__GIVEN PASSAGE__
^^^^^^^^^^^^^^^^

Sidney Hankerson, MD, MBA, holds two new leadership roles at the Icahn School of Medicine at Mount Sinai: Vice Chair for Community Engagement for the Department of Psychiatry, as well as Director of Mental Health Equity Research for the Institute for Health Equity Research (IHER) in the Department of Population Health Science and Policy.

Mount Sinai’s Department of Psychiatry is pleased to welcome Sidney Hankerson, MD, MBA, to our faculty. Dr. Hankerson holds two leadership roles at the Icahn School of Medicine at Mount Sinai: Vice Chair for Community Engagement for the Department of Psychiatry, as well as Director of Mental Health Equity Research for the Institute for Health Equity Research (IHER) in the Department of Population Health Science and Policy.

Dr. Hankerson has received several prestigious awards, including the American Psychiatric Association’s Nancy C.A. Roeske, MD, Certificate of Recognition for Excellence in Medical Student Education, and he was chosen as a 2021 Emerging Leader in Health and Medicine by the National Academy of Medicine. Last year, New York City Mayor Bill de Blasio appointed him Chair of the Community Services Board of the New York City Department of Health and Mental Hygiene. In that role, he identified two priorities. The first is addressing behavioral health care needs in children and adolescents, given the rise in suicide attempts—particularly in Black and Latinx youth. The second is addressing the workforce shortage to meet the increased demand for mental health care. “Figuring out how we address the shortage and demand for these vulnerable populations is crucial,” he said. “Ideally, we can bring in early-stage clinicians and researchers to be on the ground and develop new models of care and engagement and delivery models.”

At Mount Sinai, Dr. Hankerson’s primary focus is in reducing racial and ethnic disparities in mental health treatment, particularly depression. “My overall charge is to really integrate principles of community-based participatory research—partnering with community organizations, and working in lockstep with community members to develop, implement, and test culturally relevant mental health interventions,” he said. To that end, he has launched an initiative in Harlem that trains church members as community health workers to screen for depression and provide brief evidence-based counseling. He plans to build on this to create a model for church-affiliated mental health clinics that can be replicated through New York City, as well as nationwide.

“Mount Sinai’s clinical infrastructure and IHER’s expertise in engaging communities of color will be invaluable in working toward that objective,” he said. “I think it will be a very nice fit, both clinically, because Mount Sinai serves many patients who call Harlem home, and because our churches are among the most trusted institutions in the African American community and have long been natural havens for mental health support.”

Dr. Hankerson believes his most important job is to listen and learn from the faculty. “It’s a priority for me to learn and identify the wonderful things Mount Sinai is already doing in the community, and to try to expand it to give it a bigger platform as well as to identify opportunities that are yet untapped,” he said. “One of the things that’s so exciting and novel about Mount Sinai is the DEI Committee within Psychiatry. To have such a robust committee dedicated to DEI is really phenomenal, so I am really excited to work with them.”

^^^^^^^^^^^^^^^^

__DATA SECTION__
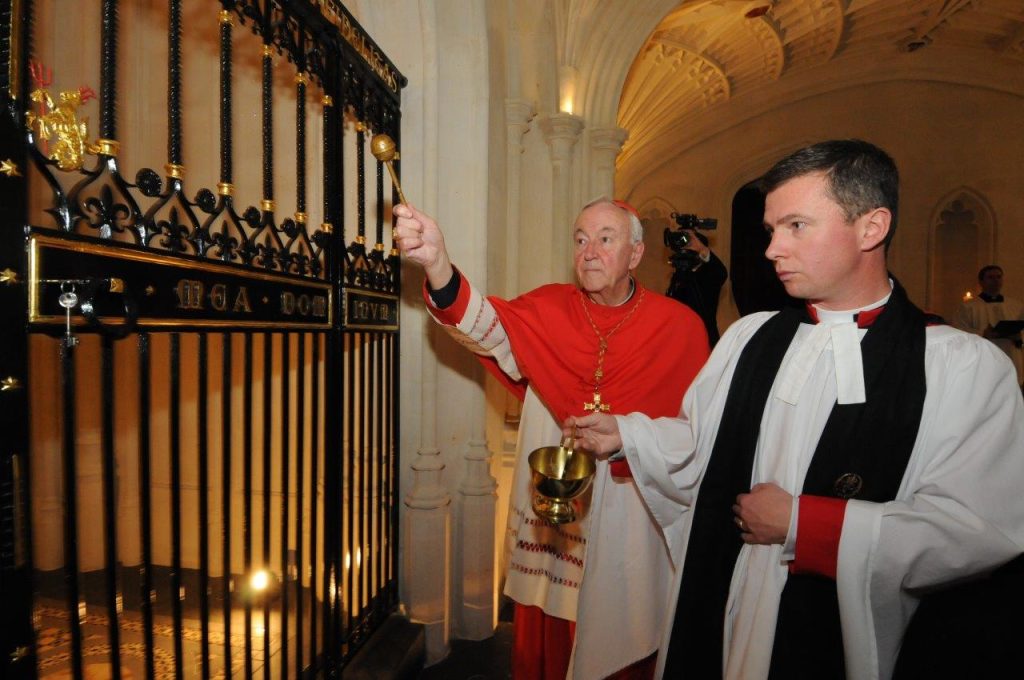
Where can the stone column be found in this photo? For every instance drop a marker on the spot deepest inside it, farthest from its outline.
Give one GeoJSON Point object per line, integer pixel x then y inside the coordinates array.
{"type": "Point", "coordinates": [426, 534]}
{"type": "Point", "coordinates": [604, 144]}
{"type": "Point", "coordinates": [518, 115]}
{"type": "Point", "coordinates": [477, 496]}
{"type": "Point", "coordinates": [561, 131]}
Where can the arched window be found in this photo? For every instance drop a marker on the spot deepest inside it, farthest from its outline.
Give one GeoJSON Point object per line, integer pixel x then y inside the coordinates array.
{"type": "Point", "coordinates": [963, 231]}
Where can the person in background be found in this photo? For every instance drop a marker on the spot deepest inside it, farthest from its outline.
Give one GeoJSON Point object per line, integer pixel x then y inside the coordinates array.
{"type": "Point", "coordinates": [697, 281]}
{"type": "Point", "coordinates": [981, 313]}
{"type": "Point", "coordinates": [604, 344]}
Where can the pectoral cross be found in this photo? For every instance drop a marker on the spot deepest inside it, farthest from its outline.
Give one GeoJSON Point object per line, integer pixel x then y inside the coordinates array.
{"type": "Point", "coordinates": [596, 406]}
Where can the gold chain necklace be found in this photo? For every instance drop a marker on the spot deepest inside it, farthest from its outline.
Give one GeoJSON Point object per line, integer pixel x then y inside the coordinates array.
{"type": "Point", "coordinates": [602, 347]}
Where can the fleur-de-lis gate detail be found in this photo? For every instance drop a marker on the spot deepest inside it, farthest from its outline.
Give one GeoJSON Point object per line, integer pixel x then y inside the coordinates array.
{"type": "Point", "coordinates": [200, 319]}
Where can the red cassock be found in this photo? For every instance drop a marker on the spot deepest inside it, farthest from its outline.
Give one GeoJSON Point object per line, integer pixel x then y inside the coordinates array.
{"type": "Point", "coordinates": [651, 358]}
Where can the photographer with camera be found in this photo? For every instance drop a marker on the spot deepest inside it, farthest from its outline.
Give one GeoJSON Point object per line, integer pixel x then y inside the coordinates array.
{"type": "Point", "coordinates": [698, 274]}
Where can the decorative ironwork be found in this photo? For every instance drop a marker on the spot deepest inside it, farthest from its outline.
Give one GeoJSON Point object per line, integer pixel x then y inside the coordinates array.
{"type": "Point", "coordinates": [282, 290]}
{"type": "Point", "coordinates": [58, 122]}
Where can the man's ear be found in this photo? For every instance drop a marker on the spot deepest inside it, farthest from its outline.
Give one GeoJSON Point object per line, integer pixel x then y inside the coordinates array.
{"type": "Point", "coordinates": [875, 227]}
{"type": "Point", "coordinates": [636, 254]}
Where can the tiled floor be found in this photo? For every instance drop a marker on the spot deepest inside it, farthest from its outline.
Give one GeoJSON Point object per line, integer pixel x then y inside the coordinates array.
{"type": "Point", "coordinates": [486, 660]}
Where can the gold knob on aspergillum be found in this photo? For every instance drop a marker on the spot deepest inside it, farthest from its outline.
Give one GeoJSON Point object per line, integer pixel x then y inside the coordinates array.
{"type": "Point", "coordinates": [383, 149]}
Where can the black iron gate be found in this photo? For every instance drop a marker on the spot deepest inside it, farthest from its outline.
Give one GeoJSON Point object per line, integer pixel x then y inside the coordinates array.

^^^^^^^^^^^^^^^^

__YOUR GOAL__
In the announcement about Dr. Hankerson, who appointed him Chair of the Community Services Board of the New York City Department of Health and Mental Hygiene? The items have nothing to do with the work here.

__OUTPUT OF THE TASK__
New York City Mayor Bill de Blasio.